Search the data for "knee". Return each matching line.
Data to use: Begin
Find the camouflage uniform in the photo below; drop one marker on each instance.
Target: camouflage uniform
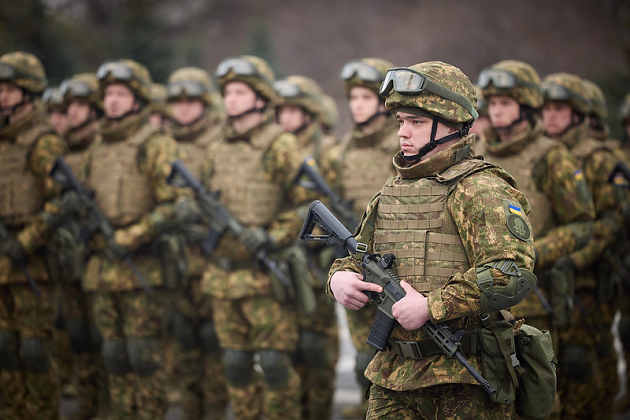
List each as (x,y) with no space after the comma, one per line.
(28,147)
(375,141)
(445,218)
(66,256)
(254,171)
(199,355)
(585,391)
(318,348)
(128,171)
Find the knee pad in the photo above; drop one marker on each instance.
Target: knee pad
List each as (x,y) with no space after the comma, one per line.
(362,360)
(312,349)
(275,365)
(238,365)
(8,351)
(208,337)
(115,357)
(144,355)
(79,336)
(34,354)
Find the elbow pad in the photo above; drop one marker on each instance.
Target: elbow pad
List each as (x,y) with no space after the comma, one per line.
(494,298)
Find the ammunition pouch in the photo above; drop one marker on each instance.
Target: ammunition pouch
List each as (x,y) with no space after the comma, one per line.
(494,298)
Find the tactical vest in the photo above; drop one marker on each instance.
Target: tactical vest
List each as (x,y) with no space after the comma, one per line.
(412,223)
(521,166)
(122,192)
(22,194)
(246,188)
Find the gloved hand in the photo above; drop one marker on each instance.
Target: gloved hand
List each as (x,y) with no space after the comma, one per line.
(255,238)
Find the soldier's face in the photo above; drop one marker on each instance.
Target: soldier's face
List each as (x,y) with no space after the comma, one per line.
(557,117)
(78,112)
(10,95)
(503,111)
(118,100)
(238,97)
(186,111)
(291,117)
(414,132)
(363,104)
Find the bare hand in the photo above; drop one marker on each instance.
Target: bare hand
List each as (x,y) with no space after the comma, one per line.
(412,311)
(348,287)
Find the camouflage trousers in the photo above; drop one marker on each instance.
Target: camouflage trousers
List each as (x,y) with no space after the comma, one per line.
(85,344)
(28,392)
(137,320)
(316,359)
(198,359)
(448,401)
(259,323)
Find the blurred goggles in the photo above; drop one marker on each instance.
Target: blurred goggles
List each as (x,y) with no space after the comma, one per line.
(186,88)
(286,89)
(76,88)
(408,81)
(362,71)
(115,70)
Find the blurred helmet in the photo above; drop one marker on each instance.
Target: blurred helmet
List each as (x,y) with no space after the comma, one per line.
(23,70)
(366,72)
(53,99)
(251,70)
(300,91)
(191,83)
(624,110)
(128,72)
(438,88)
(515,79)
(568,88)
(597,100)
(82,86)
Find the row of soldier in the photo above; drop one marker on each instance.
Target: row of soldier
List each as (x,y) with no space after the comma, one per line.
(224,308)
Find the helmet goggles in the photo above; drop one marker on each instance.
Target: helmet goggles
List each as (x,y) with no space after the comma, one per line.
(408,81)
(361,70)
(185,88)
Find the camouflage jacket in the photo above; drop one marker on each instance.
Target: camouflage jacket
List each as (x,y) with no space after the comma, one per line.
(476,205)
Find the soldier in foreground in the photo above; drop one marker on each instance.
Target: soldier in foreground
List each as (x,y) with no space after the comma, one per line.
(28,147)
(453,222)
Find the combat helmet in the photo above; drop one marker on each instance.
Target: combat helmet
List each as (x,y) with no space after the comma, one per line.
(300,91)
(568,88)
(128,72)
(251,70)
(191,83)
(23,70)
(439,90)
(82,86)
(365,72)
(515,79)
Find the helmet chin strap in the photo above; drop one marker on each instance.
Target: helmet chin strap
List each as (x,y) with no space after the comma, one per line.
(433,143)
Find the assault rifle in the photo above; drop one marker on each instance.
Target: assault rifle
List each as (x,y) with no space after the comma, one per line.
(5,236)
(95,219)
(343,209)
(378,270)
(220,217)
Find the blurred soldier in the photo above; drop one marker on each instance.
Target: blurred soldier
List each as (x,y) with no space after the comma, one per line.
(449,220)
(581,383)
(28,147)
(159,107)
(546,173)
(53,101)
(254,171)
(299,111)
(197,123)
(128,273)
(66,256)
(358,173)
Data to use: End
Answer space ▸
Find the knee pad in the photo above; drop one marker on each instance.
Target: knee pad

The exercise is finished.